# Being Human



## Phantom (Apr 9, 2011)

Anyone here watch it? Specifically the UK version since the US version is terrible. I am soooo excited for the season finale!!


----------



## Silver (Apr 9, 2011)

I watch it :D I absolutely hate the US version they ruined it so much }:| I prefer the UK version, by a lot. I can't wait to see the finale :D


----------



## Aobaru (Apr 9, 2011)

I haven't seen the UK version, but I looove the US version. 

Sam Huntington <3


----------



## Phantom (Apr 10, 2011)

You need to see the UK one. The characters are soooo much better.  George is simply adorable.. plus the UK one is about to finish season 3 so there is so much more to love.


----------



## Harlequin (Apr 10, 2011)

I haven't watched past series two and I'm like omg this is awesome <333

(mind you I have a bit of a thing for russell tovey so.)


----------



## Phantom (Apr 10, 2011)

Tovey will forever be Alonso....


But the last episode left my brain in pieces on the floor!  Everything was like HOLY CRAP!!

 Mitchell getting found out, Nina getting stabbed by Herric, who was just going to leave her, well I guess he did show her mercy since she might survive but still that arse head. George being totally out of the loop! Annie basically betraying Mitchell in the end! WTF ANNIE? WHHHHHY? I mean I know Mitchell killed 20 people but seriously! Now his pictures going to get taken! mmmmmmgmrhrhgfmsjfngfmmmmmmfhgh


----------



## Phantom (Apr 11, 2011)

This deserves a double post, the finale... what you make of it? My response, as how I was sitting in front of my tv... O_o

 MITCHELL NO! What the hell was that? AND WHAT WAS WITH THE CREEPY SONGS? FIVE SIX PUT DOWN STICKS?


----------
++++++++++
GIVEN TASK
List every distinct username that posts in the Being Human thread, in the order each first appears.

Dataset items:
++++++++++
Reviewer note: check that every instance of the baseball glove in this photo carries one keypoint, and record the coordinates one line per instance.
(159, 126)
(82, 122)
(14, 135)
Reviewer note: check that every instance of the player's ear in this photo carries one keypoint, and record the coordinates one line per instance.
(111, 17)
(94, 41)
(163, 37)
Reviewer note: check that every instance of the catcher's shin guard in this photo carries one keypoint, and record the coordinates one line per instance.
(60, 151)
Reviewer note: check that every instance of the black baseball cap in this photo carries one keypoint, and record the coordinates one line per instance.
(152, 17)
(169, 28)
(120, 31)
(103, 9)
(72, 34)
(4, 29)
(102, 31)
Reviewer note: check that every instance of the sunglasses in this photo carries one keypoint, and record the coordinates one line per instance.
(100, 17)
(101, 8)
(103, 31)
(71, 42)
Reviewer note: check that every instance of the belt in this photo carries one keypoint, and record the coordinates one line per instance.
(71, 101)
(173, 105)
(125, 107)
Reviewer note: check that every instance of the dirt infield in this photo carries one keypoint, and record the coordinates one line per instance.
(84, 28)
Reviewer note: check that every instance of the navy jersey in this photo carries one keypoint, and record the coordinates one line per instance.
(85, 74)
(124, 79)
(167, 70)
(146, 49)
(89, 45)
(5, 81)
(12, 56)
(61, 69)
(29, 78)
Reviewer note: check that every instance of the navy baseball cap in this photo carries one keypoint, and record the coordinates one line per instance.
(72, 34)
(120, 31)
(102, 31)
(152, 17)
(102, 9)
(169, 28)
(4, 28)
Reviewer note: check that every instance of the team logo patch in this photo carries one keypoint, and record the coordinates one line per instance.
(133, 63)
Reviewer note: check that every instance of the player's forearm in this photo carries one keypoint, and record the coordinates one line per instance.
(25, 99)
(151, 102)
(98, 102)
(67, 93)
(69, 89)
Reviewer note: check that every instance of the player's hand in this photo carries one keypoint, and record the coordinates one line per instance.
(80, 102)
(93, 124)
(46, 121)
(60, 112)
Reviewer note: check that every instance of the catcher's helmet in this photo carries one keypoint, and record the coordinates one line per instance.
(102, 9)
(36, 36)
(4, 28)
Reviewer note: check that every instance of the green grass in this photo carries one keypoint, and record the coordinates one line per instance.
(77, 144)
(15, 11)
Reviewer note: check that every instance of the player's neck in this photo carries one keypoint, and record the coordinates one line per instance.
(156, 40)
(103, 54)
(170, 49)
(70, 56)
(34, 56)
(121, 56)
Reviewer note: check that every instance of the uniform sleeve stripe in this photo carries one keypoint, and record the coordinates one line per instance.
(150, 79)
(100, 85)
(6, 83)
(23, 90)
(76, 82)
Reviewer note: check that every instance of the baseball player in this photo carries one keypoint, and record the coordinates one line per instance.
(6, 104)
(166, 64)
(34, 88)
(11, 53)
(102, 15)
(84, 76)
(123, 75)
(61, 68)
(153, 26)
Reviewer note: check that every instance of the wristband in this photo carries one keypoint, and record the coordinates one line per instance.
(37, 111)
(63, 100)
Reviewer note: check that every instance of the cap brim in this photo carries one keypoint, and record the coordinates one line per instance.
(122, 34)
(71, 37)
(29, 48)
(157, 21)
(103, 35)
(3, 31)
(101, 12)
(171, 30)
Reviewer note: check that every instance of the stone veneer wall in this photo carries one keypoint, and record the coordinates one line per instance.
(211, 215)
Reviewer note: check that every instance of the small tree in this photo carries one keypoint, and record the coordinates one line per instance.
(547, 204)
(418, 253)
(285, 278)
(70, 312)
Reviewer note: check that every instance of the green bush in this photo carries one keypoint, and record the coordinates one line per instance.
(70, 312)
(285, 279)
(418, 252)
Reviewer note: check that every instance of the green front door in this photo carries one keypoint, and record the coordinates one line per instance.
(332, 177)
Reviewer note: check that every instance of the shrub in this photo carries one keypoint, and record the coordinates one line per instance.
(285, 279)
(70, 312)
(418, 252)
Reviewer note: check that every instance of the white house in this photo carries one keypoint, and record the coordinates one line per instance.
++++++++++
FINAL ANSWER
Phantom, Silver, Aobaru, Harlequin